====== SOURCE MATERIAL
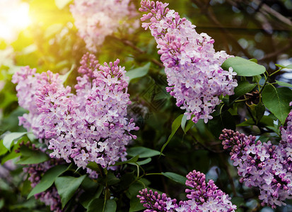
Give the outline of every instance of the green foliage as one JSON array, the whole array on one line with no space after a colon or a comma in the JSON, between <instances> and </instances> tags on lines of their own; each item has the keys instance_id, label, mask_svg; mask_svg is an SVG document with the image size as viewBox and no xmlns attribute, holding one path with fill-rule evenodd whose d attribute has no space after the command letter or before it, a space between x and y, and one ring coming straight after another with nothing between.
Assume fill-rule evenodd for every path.
<instances>
[{"instance_id":1,"label":"green foliage","mask_svg":"<svg viewBox=\"0 0 292 212\"><path fill-rule=\"evenodd\" d=\"M44 176L42 176L40 183L37 184L28 195L28 199L49 188L53 184L56 178L64 173L67 169L68 167L66 165L59 165L47 170Z\"/></svg>"},{"instance_id":2,"label":"green foliage","mask_svg":"<svg viewBox=\"0 0 292 212\"><path fill-rule=\"evenodd\" d=\"M228 58L223 63L222 68L224 70L228 70L229 67L232 67L238 76L256 76L266 71L264 66L239 57Z\"/></svg>"},{"instance_id":3,"label":"green foliage","mask_svg":"<svg viewBox=\"0 0 292 212\"><path fill-rule=\"evenodd\" d=\"M262 91L262 101L264 106L271 111L284 124L291 108L292 90L288 88L275 88L267 85Z\"/></svg>"},{"instance_id":4,"label":"green foliage","mask_svg":"<svg viewBox=\"0 0 292 212\"><path fill-rule=\"evenodd\" d=\"M61 197L62 208L65 206L67 202L74 195L75 192L79 187L86 175L83 175L79 177L74 177L71 176L57 177L54 180L59 195Z\"/></svg>"}]
</instances>

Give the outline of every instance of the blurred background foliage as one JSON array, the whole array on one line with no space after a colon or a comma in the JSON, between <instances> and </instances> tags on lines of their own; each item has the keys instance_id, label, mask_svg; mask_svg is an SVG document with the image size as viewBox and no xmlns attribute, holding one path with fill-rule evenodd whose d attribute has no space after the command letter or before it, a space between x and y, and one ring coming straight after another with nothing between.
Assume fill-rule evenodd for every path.
<instances>
[{"instance_id":1,"label":"blurred background foliage","mask_svg":"<svg viewBox=\"0 0 292 212\"><path fill-rule=\"evenodd\" d=\"M196 25L198 33L206 33L212 37L217 51L225 50L230 54L255 58L269 73L276 70L275 64L292 63L292 1L290 0L163 1L168 2L169 7L179 12L181 17L186 17ZM2 133L24 131L18 126L17 117L25 111L18 106L15 86L11 83L15 71L22 66L36 68L39 72L51 70L61 74L73 69L66 81L68 85L73 85L79 61L87 52L83 40L78 36L69 11L69 5L73 1L23 2L29 5L30 23L25 30L18 32L16 29L14 33L17 35L13 40L0 38L0 131ZM139 1L134 2L139 8ZM24 15L19 14L15 18L22 18L21 16ZM166 77L151 33L141 28L131 35L119 31L107 37L95 55L101 64L119 58L126 70L140 68L142 74L140 77L133 77L129 87L132 100L129 116L134 117L140 127L136 133L137 140L130 146L144 146L160 151L172 132L172 123L183 111L175 106L175 100L165 91ZM284 69L271 80L291 83L291 71ZM250 79L252 80L256 79ZM251 117L244 102L227 110L228 113L223 119L228 122L232 119L225 123L231 126L218 124L214 117L209 124L199 122L187 134L180 127L163 151L165 155L153 157L144 167L145 172L172 172L185 176L195 169L206 173L207 178L214 179L220 189L230 194L238 211L291 211L289 204L276 210L262 208L257 200L258 192L239 183L228 153L223 151L218 140L220 133L216 130L218 124L221 124L222 129L226 126L235 129L238 124L238 129L261 136L261 139L276 141L277 135L262 131L260 126L252 124L238 125ZM277 126L276 123L274 126ZM47 210L32 199L26 201L30 185L25 180L26 176L21 172L22 167L11 168L14 165L4 165L9 159L5 158L7 155L0 157L2 161L0 211ZM10 170L13 171L9 172ZM174 198L182 199L185 196L184 187L163 175L149 175L146 178L151 182L151 187Z\"/></svg>"}]
</instances>

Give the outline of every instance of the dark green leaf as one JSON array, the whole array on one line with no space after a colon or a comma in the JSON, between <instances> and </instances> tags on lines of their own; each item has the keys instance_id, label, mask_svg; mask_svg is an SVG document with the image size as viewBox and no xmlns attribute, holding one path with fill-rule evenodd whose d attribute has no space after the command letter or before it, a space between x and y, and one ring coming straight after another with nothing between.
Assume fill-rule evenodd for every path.
<instances>
[{"instance_id":1,"label":"dark green leaf","mask_svg":"<svg viewBox=\"0 0 292 212\"><path fill-rule=\"evenodd\" d=\"M253 61L254 63L257 64L257 59L252 58L252 59L250 59L249 61Z\"/></svg>"},{"instance_id":2,"label":"dark green leaf","mask_svg":"<svg viewBox=\"0 0 292 212\"><path fill-rule=\"evenodd\" d=\"M251 105L248 105L248 107L250 108L252 114L256 119L257 122L255 124L257 124L264 116L266 107L262 102L259 102L257 105L252 104Z\"/></svg>"},{"instance_id":3,"label":"dark green leaf","mask_svg":"<svg viewBox=\"0 0 292 212\"><path fill-rule=\"evenodd\" d=\"M235 130L236 127L234 118L229 111L214 116L213 119L208 122L208 126L216 138L220 136L224 128Z\"/></svg>"},{"instance_id":4,"label":"dark green leaf","mask_svg":"<svg viewBox=\"0 0 292 212\"><path fill-rule=\"evenodd\" d=\"M284 66L284 65L280 65L280 64L275 64L276 66L280 67L280 68L283 68L283 69L292 69L292 64L289 64L287 66Z\"/></svg>"},{"instance_id":5,"label":"dark green leaf","mask_svg":"<svg viewBox=\"0 0 292 212\"><path fill-rule=\"evenodd\" d=\"M59 165L47 170L44 176L42 176L40 183L37 184L28 194L28 199L49 188L53 184L55 179L64 173L67 168L66 165Z\"/></svg>"},{"instance_id":6,"label":"dark green leaf","mask_svg":"<svg viewBox=\"0 0 292 212\"><path fill-rule=\"evenodd\" d=\"M240 98L245 93L249 93L256 86L256 83L250 84L248 81L239 81L238 86L234 88L233 98L235 99Z\"/></svg>"},{"instance_id":7,"label":"dark green leaf","mask_svg":"<svg viewBox=\"0 0 292 212\"><path fill-rule=\"evenodd\" d=\"M224 70L228 70L229 67L232 67L238 76L256 76L266 71L264 66L239 57L228 58L223 63L221 67Z\"/></svg>"},{"instance_id":8,"label":"dark green leaf","mask_svg":"<svg viewBox=\"0 0 292 212\"><path fill-rule=\"evenodd\" d=\"M104 199L95 199L88 205L87 212L103 212Z\"/></svg>"},{"instance_id":9,"label":"dark green leaf","mask_svg":"<svg viewBox=\"0 0 292 212\"><path fill-rule=\"evenodd\" d=\"M285 123L290 112L289 102L292 99L292 90L288 88L277 88L269 84L262 93L262 102L281 122Z\"/></svg>"},{"instance_id":10,"label":"dark green leaf","mask_svg":"<svg viewBox=\"0 0 292 212\"><path fill-rule=\"evenodd\" d=\"M105 202L105 212L115 212L117 210L117 203L113 199L108 199Z\"/></svg>"},{"instance_id":11,"label":"dark green leaf","mask_svg":"<svg viewBox=\"0 0 292 212\"><path fill-rule=\"evenodd\" d=\"M0 155L4 155L7 153L8 149L3 145L3 140L0 141Z\"/></svg>"},{"instance_id":12,"label":"dark green leaf","mask_svg":"<svg viewBox=\"0 0 292 212\"><path fill-rule=\"evenodd\" d=\"M292 85L290 84L290 83L288 83L281 82L281 81L276 81L276 83L278 85L281 86L292 88Z\"/></svg>"},{"instance_id":13,"label":"dark green leaf","mask_svg":"<svg viewBox=\"0 0 292 212\"><path fill-rule=\"evenodd\" d=\"M163 144L163 147L161 148L160 150L160 153L162 154L162 152L163 151L164 148L168 146L168 143L170 141L171 139L173 139L173 136L175 135L175 132L180 127L181 123L182 123L182 119L183 117L184 114L182 114L180 116L178 116L175 120L173 122L173 124L171 125L171 134L169 136L168 141L165 142L165 143Z\"/></svg>"},{"instance_id":14,"label":"dark green leaf","mask_svg":"<svg viewBox=\"0 0 292 212\"><path fill-rule=\"evenodd\" d=\"M143 146L132 147L127 150L127 153L129 155L134 157L139 155L139 158L151 158L156 155L159 155L160 152L148 148Z\"/></svg>"},{"instance_id":15,"label":"dark green leaf","mask_svg":"<svg viewBox=\"0 0 292 212\"><path fill-rule=\"evenodd\" d=\"M122 164L126 164L126 163L135 163L138 160L139 158L139 155L136 155L128 160L122 161L122 162L117 162L113 165L122 165Z\"/></svg>"},{"instance_id":16,"label":"dark green leaf","mask_svg":"<svg viewBox=\"0 0 292 212\"><path fill-rule=\"evenodd\" d=\"M148 158L147 159L145 159L144 160L141 160L141 161L137 161L136 163L139 165L145 165L147 164L148 163L151 162L151 158Z\"/></svg>"},{"instance_id":17,"label":"dark green leaf","mask_svg":"<svg viewBox=\"0 0 292 212\"><path fill-rule=\"evenodd\" d=\"M3 139L3 145L8 149L10 150L12 142L13 141L18 141L19 139L22 138L28 132L13 132L7 134Z\"/></svg>"},{"instance_id":18,"label":"dark green leaf","mask_svg":"<svg viewBox=\"0 0 292 212\"><path fill-rule=\"evenodd\" d=\"M184 114L182 119L182 123L180 123L180 126L182 126L182 130L185 131L185 124L187 124L187 115Z\"/></svg>"},{"instance_id":19,"label":"dark green leaf","mask_svg":"<svg viewBox=\"0 0 292 212\"><path fill-rule=\"evenodd\" d=\"M95 162L89 162L86 167L97 172L98 173L100 172L98 165Z\"/></svg>"},{"instance_id":20,"label":"dark green leaf","mask_svg":"<svg viewBox=\"0 0 292 212\"><path fill-rule=\"evenodd\" d=\"M187 180L187 177L173 173L173 172L162 172L162 175L168 177L169 179L173 179L173 181L178 182L181 184L185 185L185 182Z\"/></svg>"},{"instance_id":21,"label":"dark green leaf","mask_svg":"<svg viewBox=\"0 0 292 212\"><path fill-rule=\"evenodd\" d=\"M147 74L149 71L151 63L147 63L145 66L127 71L126 76L129 76L129 82L136 78L142 77Z\"/></svg>"},{"instance_id":22,"label":"dark green leaf","mask_svg":"<svg viewBox=\"0 0 292 212\"><path fill-rule=\"evenodd\" d=\"M71 176L57 177L54 184L58 194L61 197L62 208L64 208L67 202L74 195L75 192L79 187L86 175L79 177Z\"/></svg>"},{"instance_id":23,"label":"dark green leaf","mask_svg":"<svg viewBox=\"0 0 292 212\"><path fill-rule=\"evenodd\" d=\"M108 172L107 173L107 185L113 185L119 182L119 179L117 178L114 173Z\"/></svg>"}]
</instances>

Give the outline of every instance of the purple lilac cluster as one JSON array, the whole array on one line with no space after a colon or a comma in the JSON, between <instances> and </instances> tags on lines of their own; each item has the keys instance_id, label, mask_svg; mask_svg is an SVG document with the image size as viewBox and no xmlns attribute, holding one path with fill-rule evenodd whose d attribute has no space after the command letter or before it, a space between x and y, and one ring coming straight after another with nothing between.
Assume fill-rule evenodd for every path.
<instances>
[{"instance_id":1,"label":"purple lilac cluster","mask_svg":"<svg viewBox=\"0 0 292 212\"><path fill-rule=\"evenodd\" d=\"M83 168L90 162L110 168L116 161L126 160L125 145L136 138L130 131L139 128L133 119L126 118L131 102L126 71L118 64L117 59L101 66L94 55L85 54L78 69L83 76L77 78L76 95L50 71L39 75L26 68L26 72L13 76L13 82L18 83L20 105L27 101L26 109L37 117L42 138L53 151L52 158L73 160ZM39 79L40 76L43 78ZM29 95L23 100L21 95L25 92ZM27 122L31 125L30 120ZM35 134L40 138L40 134Z\"/></svg>"},{"instance_id":2,"label":"purple lilac cluster","mask_svg":"<svg viewBox=\"0 0 292 212\"><path fill-rule=\"evenodd\" d=\"M53 74L49 71L38 73L35 69L25 66L12 76L12 82L18 84L16 91L19 106L30 112L18 117L19 125L23 125L28 131L32 131L37 138L45 139L45 131L40 126L40 113L35 103L37 99L35 93L39 88L51 83L60 87L62 81L58 73Z\"/></svg>"},{"instance_id":3,"label":"purple lilac cluster","mask_svg":"<svg viewBox=\"0 0 292 212\"><path fill-rule=\"evenodd\" d=\"M167 8L168 4L142 0L139 11L142 27L148 28L156 40L158 54L165 66L168 92L177 100L177 106L186 110L188 119L205 123L221 102L219 96L232 95L237 86L236 73L223 71L222 63L228 57L225 52L215 52L214 40L206 33L198 34L195 25L178 13Z\"/></svg>"},{"instance_id":4,"label":"purple lilac cluster","mask_svg":"<svg viewBox=\"0 0 292 212\"><path fill-rule=\"evenodd\" d=\"M132 18L138 13L130 0L75 0L70 11L87 49L93 52L106 36L122 28L132 33L139 25Z\"/></svg>"},{"instance_id":5,"label":"purple lilac cluster","mask_svg":"<svg viewBox=\"0 0 292 212\"><path fill-rule=\"evenodd\" d=\"M291 115L290 117L291 118ZM291 136L291 126L283 131ZM241 182L245 186L259 189L262 205L273 208L285 205L284 201L292 199L292 145L288 139L279 146L255 141L255 136L246 136L238 131L223 129L219 138L224 149L230 149L233 165L238 167Z\"/></svg>"},{"instance_id":6,"label":"purple lilac cluster","mask_svg":"<svg viewBox=\"0 0 292 212\"><path fill-rule=\"evenodd\" d=\"M33 149L35 148L33 146ZM23 172L29 175L28 180L30 186L34 188L40 183L43 175L50 168L60 164L60 160L52 158L49 160L38 164L30 164L23 167ZM61 198L55 186L52 186L45 192L35 194L35 198L43 202L46 206L49 206L51 211L61 212Z\"/></svg>"},{"instance_id":7,"label":"purple lilac cluster","mask_svg":"<svg viewBox=\"0 0 292 212\"><path fill-rule=\"evenodd\" d=\"M230 198L221 190L218 189L213 180L206 183L205 175L193 170L187 175L185 184L193 189L186 189L188 200L177 204L175 199L167 197L165 194L144 189L140 191L141 203L147 208L144 211L235 211L236 206L233 205Z\"/></svg>"}]
</instances>

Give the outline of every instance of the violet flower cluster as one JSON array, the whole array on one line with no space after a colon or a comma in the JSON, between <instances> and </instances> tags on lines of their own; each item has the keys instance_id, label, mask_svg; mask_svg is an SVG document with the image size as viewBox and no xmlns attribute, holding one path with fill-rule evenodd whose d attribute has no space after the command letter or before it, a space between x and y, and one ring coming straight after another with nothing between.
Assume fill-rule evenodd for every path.
<instances>
[{"instance_id":1,"label":"violet flower cluster","mask_svg":"<svg viewBox=\"0 0 292 212\"><path fill-rule=\"evenodd\" d=\"M187 175L185 184L192 189L186 189L188 200L177 204L175 199L168 197L165 194L144 189L140 191L140 202L147 208L144 211L235 211L230 198L214 184L212 179L206 183L206 176L200 172L193 170Z\"/></svg>"},{"instance_id":2,"label":"violet flower cluster","mask_svg":"<svg viewBox=\"0 0 292 212\"><path fill-rule=\"evenodd\" d=\"M126 160L125 146L136 138L130 131L139 129L132 119L126 118L131 102L126 71L118 66L119 61L101 66L94 55L85 54L76 95L71 93L70 87L63 86L57 73L35 73L28 67L16 73L13 82L18 83L19 105L30 112L24 117L30 113L33 117L25 122L20 117L20 124L25 124L28 130L38 126L35 135L45 138L53 151L52 158L74 161L83 169L90 162L114 169L109 166Z\"/></svg>"},{"instance_id":3,"label":"violet flower cluster","mask_svg":"<svg viewBox=\"0 0 292 212\"><path fill-rule=\"evenodd\" d=\"M214 40L206 33L198 34L190 21L167 8L168 4L142 0L141 5L139 11L148 13L141 20L150 19L142 27L150 29L165 67L167 91L177 107L186 110L187 119L197 123L204 119L206 123L221 102L219 96L233 94L238 85L233 69L226 71L221 67L232 56L216 52Z\"/></svg>"},{"instance_id":4,"label":"violet flower cluster","mask_svg":"<svg viewBox=\"0 0 292 212\"><path fill-rule=\"evenodd\" d=\"M259 189L259 199L262 205L273 208L285 205L284 201L292 198L292 143L288 140L291 136L291 115L286 129L288 134L283 134L284 139L279 146L256 141L255 136L246 136L224 129L220 136L224 149L230 149L233 165L238 167L241 182L247 187Z\"/></svg>"},{"instance_id":5,"label":"violet flower cluster","mask_svg":"<svg viewBox=\"0 0 292 212\"><path fill-rule=\"evenodd\" d=\"M75 0L70 11L86 48L93 52L106 36L122 28L132 33L139 25L132 18L138 13L130 0Z\"/></svg>"}]
</instances>

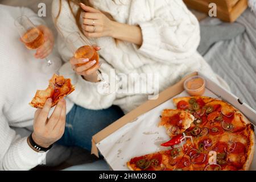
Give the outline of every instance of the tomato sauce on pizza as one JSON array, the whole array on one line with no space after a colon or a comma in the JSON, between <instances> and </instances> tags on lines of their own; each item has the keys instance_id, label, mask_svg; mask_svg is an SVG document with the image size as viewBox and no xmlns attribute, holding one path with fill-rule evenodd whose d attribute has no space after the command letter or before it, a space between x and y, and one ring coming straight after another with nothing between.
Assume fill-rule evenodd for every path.
<instances>
[{"instance_id":1,"label":"tomato sauce on pizza","mask_svg":"<svg viewBox=\"0 0 256 182\"><path fill-rule=\"evenodd\" d=\"M171 149L131 159L127 163L131 170L249 169L254 153L254 127L239 110L207 97L173 101L177 109L164 110L159 123L171 138L161 145ZM192 141L187 139L181 147L183 133ZM209 163L212 153L216 155L216 163Z\"/></svg>"}]
</instances>

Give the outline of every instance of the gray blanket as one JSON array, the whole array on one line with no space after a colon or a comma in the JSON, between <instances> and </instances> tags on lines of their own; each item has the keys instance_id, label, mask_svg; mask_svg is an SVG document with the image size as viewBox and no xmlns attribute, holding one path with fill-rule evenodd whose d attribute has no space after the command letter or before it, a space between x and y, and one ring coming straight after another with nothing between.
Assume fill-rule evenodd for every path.
<instances>
[{"instance_id":1,"label":"gray blanket","mask_svg":"<svg viewBox=\"0 0 256 182\"><path fill-rule=\"evenodd\" d=\"M226 36L221 35L224 40L215 43L206 53L201 53L213 69L227 82L232 92L256 109L256 16L247 9L235 24L230 26L236 26L236 24L237 28L235 27L232 28L234 31L230 30L226 32ZM216 28L214 33L216 36L220 36L218 30L220 29L217 29L217 27L228 28L227 23L217 19L207 18L200 24L202 35L200 44L204 46L213 36L205 31L206 25L212 26L213 30ZM241 26L245 28L245 31L226 40L233 32L241 29ZM199 47L199 52L203 47Z\"/></svg>"}]
</instances>

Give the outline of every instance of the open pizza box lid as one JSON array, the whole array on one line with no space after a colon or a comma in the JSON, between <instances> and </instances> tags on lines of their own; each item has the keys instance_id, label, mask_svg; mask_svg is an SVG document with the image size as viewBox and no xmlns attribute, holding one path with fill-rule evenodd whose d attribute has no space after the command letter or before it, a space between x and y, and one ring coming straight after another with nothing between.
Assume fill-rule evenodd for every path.
<instances>
[{"instance_id":1,"label":"open pizza box lid","mask_svg":"<svg viewBox=\"0 0 256 182\"><path fill-rule=\"evenodd\" d=\"M158 127L159 115L164 109L176 109L172 98L188 96L183 84L191 76L199 75L206 80L204 96L219 98L240 110L256 125L256 111L237 97L226 90L200 72L184 77L159 94L156 100L148 100L92 137L92 154L98 156L99 151L113 170L128 170L126 162L131 158L166 150L160 143L170 139L163 127ZM256 170L254 158L251 170Z\"/></svg>"}]
</instances>

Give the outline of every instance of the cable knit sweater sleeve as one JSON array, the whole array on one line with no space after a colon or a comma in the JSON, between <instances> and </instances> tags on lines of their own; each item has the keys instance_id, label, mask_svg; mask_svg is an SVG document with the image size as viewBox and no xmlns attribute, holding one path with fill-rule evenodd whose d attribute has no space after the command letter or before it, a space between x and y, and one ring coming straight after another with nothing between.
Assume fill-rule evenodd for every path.
<instances>
[{"instance_id":1,"label":"cable knit sweater sleeve","mask_svg":"<svg viewBox=\"0 0 256 182\"><path fill-rule=\"evenodd\" d=\"M154 1L149 3L151 19L138 23L143 44L137 50L156 61L184 63L199 44L199 22L182 1Z\"/></svg>"},{"instance_id":2,"label":"cable knit sweater sleeve","mask_svg":"<svg viewBox=\"0 0 256 182\"><path fill-rule=\"evenodd\" d=\"M71 5L73 5L72 3ZM64 61L67 62L60 69L59 72L61 75L71 78L76 88L75 91L68 97L75 104L87 109L102 109L109 107L115 99L115 93L113 93L108 95L100 94L98 89L104 84L102 82L94 83L87 81L74 72L71 68L69 60L73 56L73 53L68 48L68 45L65 43L64 40L70 33L79 30L66 1L61 1L61 11L59 17L56 18L60 5L59 0L52 2L52 13L53 21L61 36L58 38L58 50ZM73 7L75 10L77 9L75 6ZM71 22L73 23L70 23ZM112 67L102 59L100 61L102 63L101 72L109 75Z\"/></svg>"}]
</instances>

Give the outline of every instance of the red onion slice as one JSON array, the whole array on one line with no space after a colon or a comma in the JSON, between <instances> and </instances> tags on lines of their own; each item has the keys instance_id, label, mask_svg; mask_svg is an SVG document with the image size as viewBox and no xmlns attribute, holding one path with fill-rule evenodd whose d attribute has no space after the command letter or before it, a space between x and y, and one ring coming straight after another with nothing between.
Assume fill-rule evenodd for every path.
============
Please filter the items above and copy every line that contains the word "sauce", treating uppercase and lowercase as different.

Give the outline of every instance of the tomato sauce on pizza as one JSON array, the whole array on one line with no space after a colon or a comma in the JSON, between <instances> and </instances> tags on lines of their own; each item has the keys instance_id, label, mask_svg; mask_svg is an SVG document with the image size as viewBox and no xmlns attribute, holding one path with fill-rule evenodd whose d attribute has no space after the command letter or before it, a space between x and y, and one ring coming straight after another with nothing between.
[{"instance_id":1,"label":"tomato sauce on pizza","mask_svg":"<svg viewBox=\"0 0 256 182\"><path fill-rule=\"evenodd\" d=\"M171 149L131 159L127 163L131 170L249 169L254 153L254 127L239 110L207 97L173 101L177 109L164 110L159 123L171 138L161 145ZM192 141L187 139L181 147L183 133ZM209 163L212 153L216 155L216 163Z\"/></svg>"}]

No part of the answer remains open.